What the task asks →
Report each line of the listing below that contains the string "mounted", copying every such line in full.

[Start Data rows]

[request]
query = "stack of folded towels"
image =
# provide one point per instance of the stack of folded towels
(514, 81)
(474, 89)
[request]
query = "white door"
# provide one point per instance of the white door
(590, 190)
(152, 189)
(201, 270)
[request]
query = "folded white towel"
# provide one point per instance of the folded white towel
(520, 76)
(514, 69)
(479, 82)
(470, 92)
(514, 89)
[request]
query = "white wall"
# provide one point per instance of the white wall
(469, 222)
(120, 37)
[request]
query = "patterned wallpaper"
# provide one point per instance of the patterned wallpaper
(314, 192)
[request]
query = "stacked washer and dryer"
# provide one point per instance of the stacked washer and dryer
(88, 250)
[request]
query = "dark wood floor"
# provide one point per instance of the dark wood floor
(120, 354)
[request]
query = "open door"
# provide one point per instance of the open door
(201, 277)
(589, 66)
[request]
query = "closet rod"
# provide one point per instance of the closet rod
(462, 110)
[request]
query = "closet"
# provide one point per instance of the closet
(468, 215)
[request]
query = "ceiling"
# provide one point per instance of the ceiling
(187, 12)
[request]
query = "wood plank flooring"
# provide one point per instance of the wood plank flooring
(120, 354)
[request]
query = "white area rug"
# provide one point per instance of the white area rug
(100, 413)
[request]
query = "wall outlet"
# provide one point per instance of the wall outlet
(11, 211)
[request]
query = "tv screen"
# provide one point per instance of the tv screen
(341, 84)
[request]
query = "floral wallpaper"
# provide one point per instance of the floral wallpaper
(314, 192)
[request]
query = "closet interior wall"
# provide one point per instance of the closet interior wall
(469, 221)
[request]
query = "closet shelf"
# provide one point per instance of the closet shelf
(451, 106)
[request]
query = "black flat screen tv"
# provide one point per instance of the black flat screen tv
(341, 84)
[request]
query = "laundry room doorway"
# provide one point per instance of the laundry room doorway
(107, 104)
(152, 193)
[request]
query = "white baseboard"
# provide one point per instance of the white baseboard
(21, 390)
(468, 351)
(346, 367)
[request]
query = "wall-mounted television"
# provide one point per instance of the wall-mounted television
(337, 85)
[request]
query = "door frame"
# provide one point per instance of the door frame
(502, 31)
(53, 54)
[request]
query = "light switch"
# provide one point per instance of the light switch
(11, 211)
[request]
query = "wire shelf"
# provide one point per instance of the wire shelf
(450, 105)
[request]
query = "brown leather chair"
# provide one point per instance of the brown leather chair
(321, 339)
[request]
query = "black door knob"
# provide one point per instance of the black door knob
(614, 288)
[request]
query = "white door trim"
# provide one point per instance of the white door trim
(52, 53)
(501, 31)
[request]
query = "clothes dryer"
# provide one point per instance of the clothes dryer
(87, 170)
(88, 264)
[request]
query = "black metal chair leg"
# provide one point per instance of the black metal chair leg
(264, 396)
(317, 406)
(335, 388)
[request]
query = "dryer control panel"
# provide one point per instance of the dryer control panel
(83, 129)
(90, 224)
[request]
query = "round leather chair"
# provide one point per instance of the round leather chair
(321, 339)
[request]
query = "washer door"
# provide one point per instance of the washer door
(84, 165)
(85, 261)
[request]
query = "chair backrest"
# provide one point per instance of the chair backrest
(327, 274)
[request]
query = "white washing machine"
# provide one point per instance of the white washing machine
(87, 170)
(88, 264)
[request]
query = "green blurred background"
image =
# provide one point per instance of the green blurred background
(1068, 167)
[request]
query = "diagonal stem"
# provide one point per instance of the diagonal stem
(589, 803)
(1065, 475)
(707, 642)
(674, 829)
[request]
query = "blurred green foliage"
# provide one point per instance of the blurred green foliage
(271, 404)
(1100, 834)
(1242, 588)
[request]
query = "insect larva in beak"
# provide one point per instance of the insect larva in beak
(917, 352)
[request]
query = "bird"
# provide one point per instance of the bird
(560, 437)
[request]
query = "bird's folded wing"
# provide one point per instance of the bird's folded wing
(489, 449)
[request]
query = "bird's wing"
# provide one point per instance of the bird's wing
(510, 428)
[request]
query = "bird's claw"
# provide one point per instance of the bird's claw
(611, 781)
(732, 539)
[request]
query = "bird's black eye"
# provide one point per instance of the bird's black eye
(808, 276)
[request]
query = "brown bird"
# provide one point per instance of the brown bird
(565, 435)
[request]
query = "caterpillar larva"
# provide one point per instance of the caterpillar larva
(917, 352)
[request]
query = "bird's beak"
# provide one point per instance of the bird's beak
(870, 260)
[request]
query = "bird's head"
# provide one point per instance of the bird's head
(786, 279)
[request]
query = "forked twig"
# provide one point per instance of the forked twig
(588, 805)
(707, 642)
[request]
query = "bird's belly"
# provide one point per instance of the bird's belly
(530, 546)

[End Data rows]

Solution for this task →
query = "wall-mounted television"
# provide one point per instance of the wall-mounted television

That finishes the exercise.